*Document passage:*
• • • • • • •
In the end, she knows that I offer almost everything she could want in a long term relationship, but she has replaced me in her heart with thoughts of another man, or at least what he represented. She is trying to see if she can fall in love with me, and maybe even trying to decide if it is even necessary for our hopes of having a family. 

Heck, even I am considering the possibility of leaving her now. I want a family, and I need to have someone that values what I provide, that wants what I provide, and that will love me for that. I want a partner in life, not some romantic fling that I foolishly think will last a lifetime. I don't quite separate my love into "in love" and love. Maybe that is because I love my wife in all ways, so I can't distinguish between the two.

I can't tell if the risk of unhappiness is higher if I try to make my current marriage work, or if I leave it all and try to start from scratch. 

Jeebus, if only we had been able to talk about this years ago.


----------



## Amplexor (Feb 13, 2008)

Many things in your post hit close to home for me. Yes I believe people can fall back in love but it may take a long time. If you read my posted poem last week you’ll know I was feeling pretty down and it turned out to be a premonition of a difficult weekend as TOM is trying to contact her again. She is holding for now and I hope she continues to be strong. I won’t hijack your thread.

Am I satisfied with my relationship now? Yes and no. We communicate better than we have for years. We don’t have the underlying anger we used to carry making us both feel like we were walking on eggshells. As stated we have a great amount of friendship and our environment at home is better for our children then it has been in some time. We don’t have the lovebird relationship that I desire but our domestic partnership is as strong as ever. Cooking, cleaning, laundry is all pretty much shared duties as an as needed basis. We don’t argue about money but we really have never had to be overly concerned about it either. We agree on child rearing, politics and basic spiritual beliefs. Could I stay in the relationship if she never feels in love with me again? Yes I believe so as long as she showed concern, respect and affection. Remember, she still does love you, just not in the way you desire. And I suppose as long as I love her I will also have hope. My love for her is in the terms of an agape love. I love her, it is there for her when she is ready but I expect none in return from her. Google agape love and see if it fits your personality and situation.
• • • • • • •
*Provided data:*

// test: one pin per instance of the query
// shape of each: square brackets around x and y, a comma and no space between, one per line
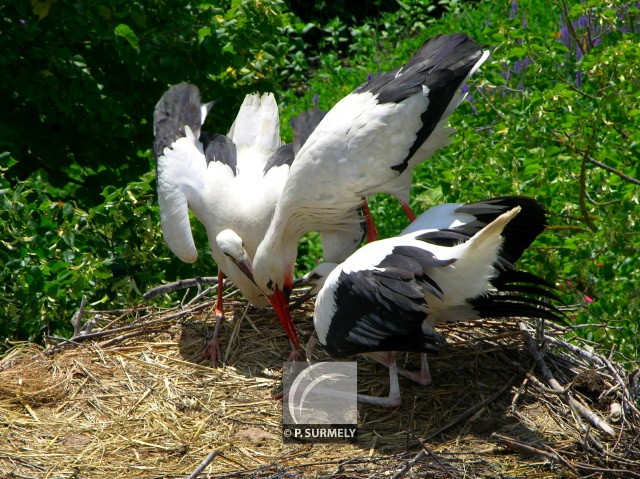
• • • • • • •
*Problem A:* In the marriage forum thread, list the things Amplexor says he and his wife agree on.
*Problem B:* Extend the marriage forum thread by writing what comes next after its final sentence.

*Final answer A:* Child rearing, politics, and basic spiritual beliefs.

*Final answer B:*
I too was completely blindsided by the discovery of the EA. She too feels guilt as she never thought it could happen. You will both have a healing process to go through and that could take time. Give it just that with as much patience and care as you can muster. Seek counsel both emotional and spiritual to give you both some additional support. Considering leaving the marriage is a natural course but give things time. We are coming up on one year of work but the marriage took years to degenerate into what it had become. Give yourselves plenty of time and don’t try and set deadlines. And finally yes we all wish we could turn back the clock and spend time communicating instead of letting something as wonderful as a marriage decay beyond recognition. Best of luck and take my signature to heart. Those four words can help


----------



## BrokenFrag (Mar 25, 2008)

Thank you for sharing, Amplexor. I do feel the same way about my wife. I love her in all ways and am here for her if she decides to stay. I guess the question has always been if my wife is really willing to find out if she can love me again, and then, is she willing to stay if she can't. Hopefully she will give me lots of time. It is true that our relationships fell apart over many years, so putting in at least one or more to see where we stand would make sense.

If I were a more religious man, I would pray that God would help my wife see my value and my love and choose to embrace them instead of run away in search for more.


----------



## sweetp101 (Mar 13, 2008)

I am in the same position as your wife. I have fallen out of love with my husband and had a affair. After 8 months, ive finally told my husband that I would like to work on our marriage. With the help of counseling I hope I can learn to love my husband again.


----------



## wall-flower (Apr 23, 2008)

I'm new here, so I have not familiarized myself with all the forums. This 1 stuck out to me because it is the same question I am asking myself.

I don't have that I'm in love feeling with my spouse anymore. There was no affair on either of our sides. I have found we are different ppl now. I just don't see how I can fully open my heart to him again. Every time I think it might be possible *wham* he does something so offensive or hurtful that I close my heart that much more. 
So if there are any success stories, I would also like to hear them.


----------



## shane33 (Apr 5, 2008)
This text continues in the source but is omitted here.